● **Task requirements**
Reproduce the pavement parking article below word for word, everything from "New consultation by" down to "for the nation.".

● **Selected text**
━━━━━━━━━━━━━━━━━━━━

Could Pavement Parking Bans Become the Norm Across England?
While Londoners might be accustomed to the city’s pavements being clear of parked cars, the rest of England has long been enjoying the freedom of pavement parking. However, things might change soon in a bid to make pavements across the nation more accessible.
With up to 95% of wheelchair users and those with visual impairments experiencing issues related to accessibility on pavements, according to the UK Department for Transport, it seems high time the problem is addressed across the country.
Is it illegal to park on the pavement?
While the capital has its own set of rules around pavement parking, the rest of England runs to other guidance. In London, it has been illegal to park on the pavement since the 1970s, regardless of the type of vehicle you drive. However, across the rest of the nation, this is applicable only to lorries or heavy goods vehicles.
What is the pavement parking ban?
New consultation by the government is exploring allowing local authorities to have increased power over parking. While the government vowed to explore the problems related to pavement parking in 2015, it is only now being reviewed in more detail as part of a greener, post-COVID recovery plan for the nation.

━━━━━━━━━━━━━━━━━━━━

● **Record excerpts**

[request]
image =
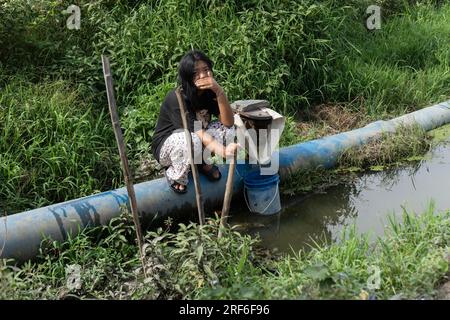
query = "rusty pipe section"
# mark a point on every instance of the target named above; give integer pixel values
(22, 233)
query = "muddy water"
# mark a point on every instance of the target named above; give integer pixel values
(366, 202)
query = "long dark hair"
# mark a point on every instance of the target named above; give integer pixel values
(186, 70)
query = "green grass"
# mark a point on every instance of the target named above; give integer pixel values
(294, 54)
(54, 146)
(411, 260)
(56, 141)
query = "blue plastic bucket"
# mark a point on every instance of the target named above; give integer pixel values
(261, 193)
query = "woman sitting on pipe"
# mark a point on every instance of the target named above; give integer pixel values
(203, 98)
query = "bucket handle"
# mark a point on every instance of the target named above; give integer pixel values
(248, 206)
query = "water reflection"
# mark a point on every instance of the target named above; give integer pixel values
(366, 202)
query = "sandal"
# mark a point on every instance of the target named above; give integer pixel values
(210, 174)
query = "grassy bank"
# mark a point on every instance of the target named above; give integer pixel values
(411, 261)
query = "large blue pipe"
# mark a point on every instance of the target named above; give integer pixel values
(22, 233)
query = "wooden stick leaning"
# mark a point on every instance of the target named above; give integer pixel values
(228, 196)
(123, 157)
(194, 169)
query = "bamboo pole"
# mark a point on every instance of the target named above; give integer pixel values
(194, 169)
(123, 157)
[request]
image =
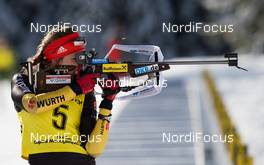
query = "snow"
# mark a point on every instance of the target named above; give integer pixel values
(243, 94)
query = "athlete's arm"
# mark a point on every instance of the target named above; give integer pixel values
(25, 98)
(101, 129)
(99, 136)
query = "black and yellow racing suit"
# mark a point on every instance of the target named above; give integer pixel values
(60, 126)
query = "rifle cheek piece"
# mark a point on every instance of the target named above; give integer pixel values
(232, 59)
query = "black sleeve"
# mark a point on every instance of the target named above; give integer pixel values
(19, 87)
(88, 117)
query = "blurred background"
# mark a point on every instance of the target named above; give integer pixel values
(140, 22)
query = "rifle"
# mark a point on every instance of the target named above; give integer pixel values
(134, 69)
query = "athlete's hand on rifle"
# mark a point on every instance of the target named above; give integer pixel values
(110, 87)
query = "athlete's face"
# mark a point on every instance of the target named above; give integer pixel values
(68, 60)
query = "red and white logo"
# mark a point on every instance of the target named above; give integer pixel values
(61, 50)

━━━━━━━━━━━━━━━━━━━━

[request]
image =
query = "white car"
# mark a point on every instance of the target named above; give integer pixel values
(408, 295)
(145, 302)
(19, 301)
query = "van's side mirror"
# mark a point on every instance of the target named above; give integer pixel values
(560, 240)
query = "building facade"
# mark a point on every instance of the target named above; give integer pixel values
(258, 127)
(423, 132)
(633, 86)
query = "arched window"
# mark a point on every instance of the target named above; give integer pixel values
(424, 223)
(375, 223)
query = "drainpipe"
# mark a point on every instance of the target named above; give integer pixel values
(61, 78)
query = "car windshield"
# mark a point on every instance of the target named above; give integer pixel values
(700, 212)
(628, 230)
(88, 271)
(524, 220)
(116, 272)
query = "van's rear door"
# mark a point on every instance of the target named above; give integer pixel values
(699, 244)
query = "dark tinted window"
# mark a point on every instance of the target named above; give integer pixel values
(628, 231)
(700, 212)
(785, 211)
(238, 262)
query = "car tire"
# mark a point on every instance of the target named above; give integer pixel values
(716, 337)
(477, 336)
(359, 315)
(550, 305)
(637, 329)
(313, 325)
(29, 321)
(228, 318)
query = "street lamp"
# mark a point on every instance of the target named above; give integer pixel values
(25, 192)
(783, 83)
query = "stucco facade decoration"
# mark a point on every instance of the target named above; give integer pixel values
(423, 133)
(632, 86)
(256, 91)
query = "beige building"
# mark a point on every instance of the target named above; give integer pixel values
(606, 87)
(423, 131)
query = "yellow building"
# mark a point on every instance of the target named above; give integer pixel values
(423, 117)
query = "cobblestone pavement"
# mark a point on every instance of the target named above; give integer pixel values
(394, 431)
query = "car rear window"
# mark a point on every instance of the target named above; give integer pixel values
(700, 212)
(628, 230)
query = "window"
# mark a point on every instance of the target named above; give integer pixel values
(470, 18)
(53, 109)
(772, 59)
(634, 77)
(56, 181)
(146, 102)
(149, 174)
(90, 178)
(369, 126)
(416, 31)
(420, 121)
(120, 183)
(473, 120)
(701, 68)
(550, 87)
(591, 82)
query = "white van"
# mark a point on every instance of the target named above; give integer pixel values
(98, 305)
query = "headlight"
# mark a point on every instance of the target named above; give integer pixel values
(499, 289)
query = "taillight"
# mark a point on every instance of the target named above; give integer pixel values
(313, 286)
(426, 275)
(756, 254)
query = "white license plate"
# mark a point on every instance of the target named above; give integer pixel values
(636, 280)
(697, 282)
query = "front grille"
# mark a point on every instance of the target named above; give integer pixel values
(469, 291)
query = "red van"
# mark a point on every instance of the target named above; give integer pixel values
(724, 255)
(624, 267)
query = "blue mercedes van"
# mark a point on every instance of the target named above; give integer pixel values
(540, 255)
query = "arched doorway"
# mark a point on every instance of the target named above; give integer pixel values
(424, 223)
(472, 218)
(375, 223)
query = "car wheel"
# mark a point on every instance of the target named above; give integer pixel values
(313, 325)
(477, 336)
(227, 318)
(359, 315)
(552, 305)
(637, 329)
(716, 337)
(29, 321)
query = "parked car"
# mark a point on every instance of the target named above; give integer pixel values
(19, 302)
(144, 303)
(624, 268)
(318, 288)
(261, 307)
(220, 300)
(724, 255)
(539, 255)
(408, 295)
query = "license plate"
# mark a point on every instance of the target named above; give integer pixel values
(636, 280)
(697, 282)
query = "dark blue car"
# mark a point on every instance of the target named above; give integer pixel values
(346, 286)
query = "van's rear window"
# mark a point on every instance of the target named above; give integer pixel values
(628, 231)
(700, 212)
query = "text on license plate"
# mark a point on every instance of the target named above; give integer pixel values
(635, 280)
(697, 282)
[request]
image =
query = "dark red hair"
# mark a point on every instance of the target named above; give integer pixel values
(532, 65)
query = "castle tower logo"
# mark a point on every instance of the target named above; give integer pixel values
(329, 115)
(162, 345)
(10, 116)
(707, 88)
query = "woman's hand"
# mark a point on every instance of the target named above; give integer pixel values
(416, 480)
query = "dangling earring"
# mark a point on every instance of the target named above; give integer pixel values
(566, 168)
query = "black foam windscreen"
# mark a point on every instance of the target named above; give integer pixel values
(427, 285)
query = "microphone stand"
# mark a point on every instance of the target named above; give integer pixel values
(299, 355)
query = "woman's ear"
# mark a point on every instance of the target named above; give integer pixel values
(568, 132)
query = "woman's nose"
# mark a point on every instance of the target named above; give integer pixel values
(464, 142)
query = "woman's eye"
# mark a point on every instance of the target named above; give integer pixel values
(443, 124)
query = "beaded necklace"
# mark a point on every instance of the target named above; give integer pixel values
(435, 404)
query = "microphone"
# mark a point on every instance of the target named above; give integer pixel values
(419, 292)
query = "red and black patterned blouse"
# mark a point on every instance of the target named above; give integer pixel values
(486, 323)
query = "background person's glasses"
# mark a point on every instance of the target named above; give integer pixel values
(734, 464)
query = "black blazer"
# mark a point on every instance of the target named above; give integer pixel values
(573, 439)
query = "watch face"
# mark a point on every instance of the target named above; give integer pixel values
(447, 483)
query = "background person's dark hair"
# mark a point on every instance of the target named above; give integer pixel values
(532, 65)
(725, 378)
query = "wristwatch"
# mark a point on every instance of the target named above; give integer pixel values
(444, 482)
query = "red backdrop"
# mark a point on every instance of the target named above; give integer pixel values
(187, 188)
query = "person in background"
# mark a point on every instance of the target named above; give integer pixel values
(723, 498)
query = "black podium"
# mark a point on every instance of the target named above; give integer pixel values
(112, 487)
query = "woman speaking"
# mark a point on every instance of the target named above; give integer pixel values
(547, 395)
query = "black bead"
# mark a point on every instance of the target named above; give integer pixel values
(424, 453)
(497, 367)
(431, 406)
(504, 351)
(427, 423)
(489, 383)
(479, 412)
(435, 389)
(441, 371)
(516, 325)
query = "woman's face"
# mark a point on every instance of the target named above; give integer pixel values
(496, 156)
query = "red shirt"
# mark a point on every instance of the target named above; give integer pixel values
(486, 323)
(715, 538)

━━━━━━━━━━━━━━━━━━━━

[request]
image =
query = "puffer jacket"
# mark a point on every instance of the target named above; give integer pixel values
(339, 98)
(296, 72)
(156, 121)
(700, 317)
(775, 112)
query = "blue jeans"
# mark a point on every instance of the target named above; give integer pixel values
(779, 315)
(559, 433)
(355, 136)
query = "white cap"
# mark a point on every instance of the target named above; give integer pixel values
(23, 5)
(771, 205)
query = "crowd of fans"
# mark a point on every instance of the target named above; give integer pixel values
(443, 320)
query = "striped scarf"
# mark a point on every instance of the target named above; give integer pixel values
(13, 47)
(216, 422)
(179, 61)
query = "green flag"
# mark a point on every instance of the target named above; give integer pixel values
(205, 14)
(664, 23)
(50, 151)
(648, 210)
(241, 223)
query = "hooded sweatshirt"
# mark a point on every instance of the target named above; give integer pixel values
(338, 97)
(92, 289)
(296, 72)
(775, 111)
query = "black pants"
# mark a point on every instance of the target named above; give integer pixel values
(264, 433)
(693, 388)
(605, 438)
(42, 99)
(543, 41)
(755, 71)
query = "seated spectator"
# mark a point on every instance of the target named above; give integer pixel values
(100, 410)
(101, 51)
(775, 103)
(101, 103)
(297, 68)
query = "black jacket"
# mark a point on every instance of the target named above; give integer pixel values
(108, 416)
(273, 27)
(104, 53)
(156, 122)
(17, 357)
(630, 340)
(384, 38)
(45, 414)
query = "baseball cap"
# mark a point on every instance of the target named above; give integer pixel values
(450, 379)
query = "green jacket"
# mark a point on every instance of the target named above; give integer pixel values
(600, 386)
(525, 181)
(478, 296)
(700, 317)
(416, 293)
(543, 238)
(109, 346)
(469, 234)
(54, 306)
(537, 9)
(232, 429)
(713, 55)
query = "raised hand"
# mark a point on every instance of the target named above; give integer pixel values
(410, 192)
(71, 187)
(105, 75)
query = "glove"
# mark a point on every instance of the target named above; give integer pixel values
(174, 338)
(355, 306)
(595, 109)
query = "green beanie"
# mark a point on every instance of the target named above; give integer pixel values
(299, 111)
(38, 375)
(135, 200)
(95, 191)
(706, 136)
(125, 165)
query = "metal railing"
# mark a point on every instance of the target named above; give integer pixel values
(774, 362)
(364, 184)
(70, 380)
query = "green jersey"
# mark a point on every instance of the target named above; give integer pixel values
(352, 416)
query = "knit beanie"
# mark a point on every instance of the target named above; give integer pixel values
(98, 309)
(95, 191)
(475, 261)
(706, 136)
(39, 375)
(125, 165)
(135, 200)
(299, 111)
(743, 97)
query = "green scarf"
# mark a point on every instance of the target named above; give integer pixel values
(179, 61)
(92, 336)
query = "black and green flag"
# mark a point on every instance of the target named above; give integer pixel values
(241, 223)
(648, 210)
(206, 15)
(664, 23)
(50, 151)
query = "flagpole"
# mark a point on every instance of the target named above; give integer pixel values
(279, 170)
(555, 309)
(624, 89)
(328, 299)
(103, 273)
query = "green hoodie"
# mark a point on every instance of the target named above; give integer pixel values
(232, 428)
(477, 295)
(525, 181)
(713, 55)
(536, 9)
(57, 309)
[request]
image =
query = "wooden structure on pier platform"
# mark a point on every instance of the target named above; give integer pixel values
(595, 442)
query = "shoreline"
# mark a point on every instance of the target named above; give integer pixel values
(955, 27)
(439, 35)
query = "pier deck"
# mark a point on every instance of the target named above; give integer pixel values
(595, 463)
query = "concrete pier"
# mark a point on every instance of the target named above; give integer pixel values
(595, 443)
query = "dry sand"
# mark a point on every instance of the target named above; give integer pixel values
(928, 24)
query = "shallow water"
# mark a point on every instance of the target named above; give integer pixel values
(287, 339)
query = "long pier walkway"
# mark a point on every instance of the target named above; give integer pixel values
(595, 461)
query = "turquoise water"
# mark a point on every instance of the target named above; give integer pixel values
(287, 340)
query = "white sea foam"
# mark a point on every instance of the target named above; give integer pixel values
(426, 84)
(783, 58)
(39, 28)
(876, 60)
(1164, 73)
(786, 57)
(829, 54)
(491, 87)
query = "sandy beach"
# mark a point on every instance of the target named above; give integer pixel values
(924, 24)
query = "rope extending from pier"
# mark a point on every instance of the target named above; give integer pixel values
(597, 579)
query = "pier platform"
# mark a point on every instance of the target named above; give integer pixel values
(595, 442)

━━━━━━━━━━━━━━━━━━━━

● **Written solution**
New consultation by the government is exploring allowing local authorities to have increased power over parking. While the government vowed to explore the problems related to pavement parking in 2015, it is only now being reviewed in more detail as part of a greener, post-COVID recovery plan for the nation.